Jobs:
1 - Copy the part of the Lolita Go Home text that opens with the words containing "Lolita Go Home is" and closes with "Great American Songbook.".
2 - Pick up the Lolita Go Home album text where it stops and keep writing it.

Source text:

Studio album by Jane Birkin
- Released: September 1975
- Label: Fontana
- Producer: Philippe Lerichomme

Jane Birkin chronology
| Di doo dah (1973) | Lolita Go Home (1975) | Ex fan des sixties (1978) |

= Lolita Go Home =

Lolita Go Home is an album by Jane Birkin, released in 1975. Jean-Pierre Sabar arranged the music for the album. About half of the songs were written by composer Serge Gainsbourg with lyrics by Philippe Labro. Their song "Rien pour rien" uses the same melody as Gainsbourg's "Le Cadavre Exquis" (1975). The other half of the album consists of Birkin performing standards from the Great American Songbook.

While the album was largely ignored upon its release, it achieved a cult following among Birkin's fans. The album was included in a 2023 compilation set of Birkin's complete works by the Universal Music Group. Rock & Folk critic Pierre Mikaïloff stated that Birkin weirdly seems more uncomfortable singing in English than she does in French on this album.

Given data:
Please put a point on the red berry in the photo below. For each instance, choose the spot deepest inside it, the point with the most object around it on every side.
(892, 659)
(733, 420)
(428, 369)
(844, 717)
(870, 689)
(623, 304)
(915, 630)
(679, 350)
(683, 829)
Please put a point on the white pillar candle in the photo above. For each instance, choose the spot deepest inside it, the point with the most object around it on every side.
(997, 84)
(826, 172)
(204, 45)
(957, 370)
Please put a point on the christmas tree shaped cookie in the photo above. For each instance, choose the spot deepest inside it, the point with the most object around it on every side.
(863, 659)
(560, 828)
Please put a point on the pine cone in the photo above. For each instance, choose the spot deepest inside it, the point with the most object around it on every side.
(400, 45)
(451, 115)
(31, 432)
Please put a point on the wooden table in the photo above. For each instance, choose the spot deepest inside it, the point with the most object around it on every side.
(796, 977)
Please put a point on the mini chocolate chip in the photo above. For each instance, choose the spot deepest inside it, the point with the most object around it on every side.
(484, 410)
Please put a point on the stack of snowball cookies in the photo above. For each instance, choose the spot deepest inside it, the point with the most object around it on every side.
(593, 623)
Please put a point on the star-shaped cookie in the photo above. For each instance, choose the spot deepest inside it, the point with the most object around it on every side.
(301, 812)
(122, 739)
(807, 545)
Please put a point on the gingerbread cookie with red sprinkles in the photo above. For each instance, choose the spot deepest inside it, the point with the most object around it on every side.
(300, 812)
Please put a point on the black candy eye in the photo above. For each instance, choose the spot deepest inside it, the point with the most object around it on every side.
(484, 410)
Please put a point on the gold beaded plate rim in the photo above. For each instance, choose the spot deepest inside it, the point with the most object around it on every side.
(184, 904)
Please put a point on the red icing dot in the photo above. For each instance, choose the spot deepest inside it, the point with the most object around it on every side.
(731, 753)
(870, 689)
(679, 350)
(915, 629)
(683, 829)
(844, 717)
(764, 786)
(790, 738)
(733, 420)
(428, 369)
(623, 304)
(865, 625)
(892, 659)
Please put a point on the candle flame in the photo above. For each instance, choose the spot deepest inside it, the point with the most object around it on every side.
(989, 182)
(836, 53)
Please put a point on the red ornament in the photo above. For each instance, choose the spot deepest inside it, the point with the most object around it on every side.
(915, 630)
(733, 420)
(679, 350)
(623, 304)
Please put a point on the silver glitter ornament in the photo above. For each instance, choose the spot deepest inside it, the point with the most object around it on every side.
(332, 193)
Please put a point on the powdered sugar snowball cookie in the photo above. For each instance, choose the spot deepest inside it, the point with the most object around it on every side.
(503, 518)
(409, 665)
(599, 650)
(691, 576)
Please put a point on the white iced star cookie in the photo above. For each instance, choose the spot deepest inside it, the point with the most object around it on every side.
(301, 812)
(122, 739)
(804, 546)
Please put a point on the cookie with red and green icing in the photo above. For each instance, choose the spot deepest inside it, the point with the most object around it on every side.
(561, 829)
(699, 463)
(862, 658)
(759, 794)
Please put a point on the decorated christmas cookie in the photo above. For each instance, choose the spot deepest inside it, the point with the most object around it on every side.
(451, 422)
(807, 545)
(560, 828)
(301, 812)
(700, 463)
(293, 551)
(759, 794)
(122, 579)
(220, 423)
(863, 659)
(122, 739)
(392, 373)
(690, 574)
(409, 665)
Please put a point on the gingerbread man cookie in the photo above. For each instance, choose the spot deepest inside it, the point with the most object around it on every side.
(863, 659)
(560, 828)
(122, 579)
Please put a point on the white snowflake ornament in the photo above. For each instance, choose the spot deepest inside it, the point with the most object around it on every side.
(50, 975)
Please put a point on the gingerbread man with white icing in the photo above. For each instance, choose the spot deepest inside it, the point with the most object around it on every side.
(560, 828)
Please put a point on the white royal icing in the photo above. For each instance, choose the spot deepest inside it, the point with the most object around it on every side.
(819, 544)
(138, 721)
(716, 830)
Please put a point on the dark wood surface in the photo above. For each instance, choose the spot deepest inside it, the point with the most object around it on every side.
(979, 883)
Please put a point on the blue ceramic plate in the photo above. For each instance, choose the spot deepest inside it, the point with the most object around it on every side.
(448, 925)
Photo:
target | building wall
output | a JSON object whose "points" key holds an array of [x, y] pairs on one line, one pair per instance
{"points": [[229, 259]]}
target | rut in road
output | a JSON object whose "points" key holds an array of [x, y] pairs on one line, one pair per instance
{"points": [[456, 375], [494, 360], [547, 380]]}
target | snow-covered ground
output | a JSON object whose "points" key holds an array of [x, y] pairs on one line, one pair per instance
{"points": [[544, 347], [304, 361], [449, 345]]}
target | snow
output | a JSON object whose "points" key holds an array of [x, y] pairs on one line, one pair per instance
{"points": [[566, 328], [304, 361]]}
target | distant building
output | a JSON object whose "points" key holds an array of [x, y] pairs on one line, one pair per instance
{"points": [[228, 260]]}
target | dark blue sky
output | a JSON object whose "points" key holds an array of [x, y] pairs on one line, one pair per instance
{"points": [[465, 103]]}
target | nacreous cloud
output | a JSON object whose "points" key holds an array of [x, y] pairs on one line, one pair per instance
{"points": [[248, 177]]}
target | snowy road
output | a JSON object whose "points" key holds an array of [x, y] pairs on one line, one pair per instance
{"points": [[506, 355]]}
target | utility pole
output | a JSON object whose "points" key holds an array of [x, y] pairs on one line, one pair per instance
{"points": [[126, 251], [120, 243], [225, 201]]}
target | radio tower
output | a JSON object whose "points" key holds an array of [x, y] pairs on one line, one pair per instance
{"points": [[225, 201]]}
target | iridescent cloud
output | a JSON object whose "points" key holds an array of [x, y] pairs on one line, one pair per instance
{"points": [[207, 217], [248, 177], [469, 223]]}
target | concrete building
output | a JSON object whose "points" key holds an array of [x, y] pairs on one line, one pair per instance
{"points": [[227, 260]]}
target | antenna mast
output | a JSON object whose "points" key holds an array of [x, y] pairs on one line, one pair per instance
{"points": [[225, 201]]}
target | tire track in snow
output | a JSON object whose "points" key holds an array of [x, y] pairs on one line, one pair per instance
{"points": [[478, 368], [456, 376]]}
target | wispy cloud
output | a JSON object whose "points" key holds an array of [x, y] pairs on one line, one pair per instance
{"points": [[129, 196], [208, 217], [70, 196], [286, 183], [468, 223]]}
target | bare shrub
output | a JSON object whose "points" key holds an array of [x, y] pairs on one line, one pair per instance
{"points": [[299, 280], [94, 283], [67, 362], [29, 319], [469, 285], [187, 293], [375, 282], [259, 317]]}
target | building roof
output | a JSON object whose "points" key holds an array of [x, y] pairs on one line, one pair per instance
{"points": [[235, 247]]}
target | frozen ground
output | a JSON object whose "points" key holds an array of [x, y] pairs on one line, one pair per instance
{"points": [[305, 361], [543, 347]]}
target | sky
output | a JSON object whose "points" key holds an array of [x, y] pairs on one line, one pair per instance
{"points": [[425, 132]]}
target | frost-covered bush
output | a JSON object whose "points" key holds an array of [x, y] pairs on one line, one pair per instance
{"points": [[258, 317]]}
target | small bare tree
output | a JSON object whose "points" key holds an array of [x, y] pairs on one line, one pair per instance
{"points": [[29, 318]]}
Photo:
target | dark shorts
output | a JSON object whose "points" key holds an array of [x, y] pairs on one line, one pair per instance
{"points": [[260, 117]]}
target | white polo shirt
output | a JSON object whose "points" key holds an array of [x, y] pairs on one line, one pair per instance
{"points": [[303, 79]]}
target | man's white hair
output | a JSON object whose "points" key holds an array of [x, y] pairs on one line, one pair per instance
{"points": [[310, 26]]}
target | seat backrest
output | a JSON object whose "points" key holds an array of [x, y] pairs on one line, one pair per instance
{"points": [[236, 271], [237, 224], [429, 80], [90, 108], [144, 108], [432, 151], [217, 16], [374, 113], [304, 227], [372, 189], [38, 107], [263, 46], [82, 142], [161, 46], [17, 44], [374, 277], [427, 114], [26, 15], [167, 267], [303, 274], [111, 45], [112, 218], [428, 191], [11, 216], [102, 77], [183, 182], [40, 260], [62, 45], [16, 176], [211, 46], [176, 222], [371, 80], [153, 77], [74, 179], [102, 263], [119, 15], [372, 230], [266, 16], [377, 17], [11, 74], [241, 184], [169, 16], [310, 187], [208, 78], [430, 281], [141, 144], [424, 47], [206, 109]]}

Results in order:
1 -
Lolita Go Home is an album by Jane Birkin, released in 1975. Jean-Pierre Sabar arranged the music for the album. About half of the songs were written by composer Serge Gainsbourg with lyrics by Philippe Labro. Their song "Rien pour rien" uses the same melody as Gainsbourg's "Le Cadavre Exquis" (1975). The other half of the album consists of Birkin performing standards from the Great American Songbook.

2 -
==Track listing==
Music by Serge Gainsbourg, words by Philippe Labro; except where indicated
1. "Lolita Go Home" (3:08)
2. "What Is This Thing Called Love?" (words and music: Cole Porter) - (2:28)
3. "Bebe Song" (2:41)
4. "Where or When" (music: Richard Rodgers; words: Lorenz Hart) - (3:20)
5. "Si ça peut te consoler" (3:01)
6. "Love for Sale" (words and music: Cole Porter) - (3:41)
7. "Just Me and You" (2:45)
8. "La Fille aux claquettes" (words and music: Serge Gainsbourg) - (2:34)
9. "Rien pour rien" (3:06)
10. "French Graffiti" (2:44)
11. "There's a Small Hotel" (music: Richard Rodgers; words: Lorenz Hart) - (3:05)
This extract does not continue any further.